→ **To do**
Continue the news report on heart regeneration in newborn mice from where it stops.

→ **Passage**
______
Washington: A new study has revealed that the mammalian heart regenerative capacity depends on severity of injury.
Using cry or injury, that is damaging the heart through exposure to extreme cold in order to mimic cellular injury caused by myocardial infarction.
Researchers at University of Southern California found that neonatal mouse hearts can fully recover normal function following a mild injury, though fail to regenerate after a severe injury.
Senior author Ellen Lien said that using models such as zebrafish and neonatal mice that regenerate their hearts naturally, they could begin to identify important molecules that enhance heart repair.
Newborn mice have shown the capacity for heart regeneration, but it is rapidly lost by seven days after birth. Approaches to extend this regenerative capacity in a mammalian model, from the neonatal period to the juvenile or adult period, could help identify new treatment options for humans.
______
→ **Provided data**
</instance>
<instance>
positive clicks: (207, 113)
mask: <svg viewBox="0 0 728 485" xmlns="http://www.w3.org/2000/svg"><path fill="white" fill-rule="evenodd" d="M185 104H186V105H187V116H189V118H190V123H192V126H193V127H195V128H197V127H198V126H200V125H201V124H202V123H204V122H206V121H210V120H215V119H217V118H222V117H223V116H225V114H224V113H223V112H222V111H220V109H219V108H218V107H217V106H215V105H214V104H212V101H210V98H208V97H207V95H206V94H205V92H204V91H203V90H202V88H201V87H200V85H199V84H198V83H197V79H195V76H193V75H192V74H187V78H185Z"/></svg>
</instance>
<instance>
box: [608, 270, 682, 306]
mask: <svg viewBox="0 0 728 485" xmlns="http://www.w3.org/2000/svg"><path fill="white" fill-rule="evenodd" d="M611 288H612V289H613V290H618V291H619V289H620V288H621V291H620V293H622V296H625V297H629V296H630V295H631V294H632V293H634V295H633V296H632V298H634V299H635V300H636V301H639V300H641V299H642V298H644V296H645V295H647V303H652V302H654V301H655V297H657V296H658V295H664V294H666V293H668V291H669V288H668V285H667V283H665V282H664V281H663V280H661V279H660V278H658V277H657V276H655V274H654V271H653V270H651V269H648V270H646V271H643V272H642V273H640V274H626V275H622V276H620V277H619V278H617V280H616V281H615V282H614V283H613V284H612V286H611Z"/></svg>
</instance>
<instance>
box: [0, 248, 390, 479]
______
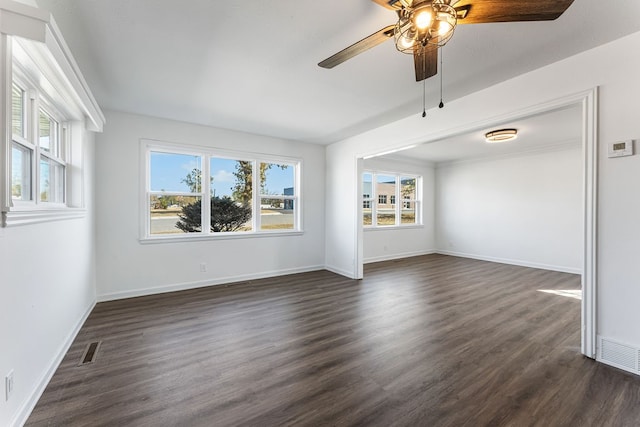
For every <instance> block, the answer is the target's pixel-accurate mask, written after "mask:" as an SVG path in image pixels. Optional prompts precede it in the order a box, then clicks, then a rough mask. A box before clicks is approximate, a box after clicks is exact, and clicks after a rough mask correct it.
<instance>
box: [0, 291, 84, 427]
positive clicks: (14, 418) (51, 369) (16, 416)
______
→ **Exercise output**
In addition to differences in regenerative capacity, the investigators also found an indicator of tissue fibrosis or "scarring," profibrotic marker PAI-1, was markedly elevated only after transmural injury.
In both models post-injury, the cells that form heart muscle, cardiomyocytes, did not increase significantly. However, responses to cardiac injury repair in the outer layer of the heart (epicardium) and blood vessels (revascularization) - were present.
Co-author David Warburton said that if they can figure out how to activate this youthful type of myocardial regeneration program in humans, it would be a major clinical breakthrough.
The study is published online by the journal Developmental Biology.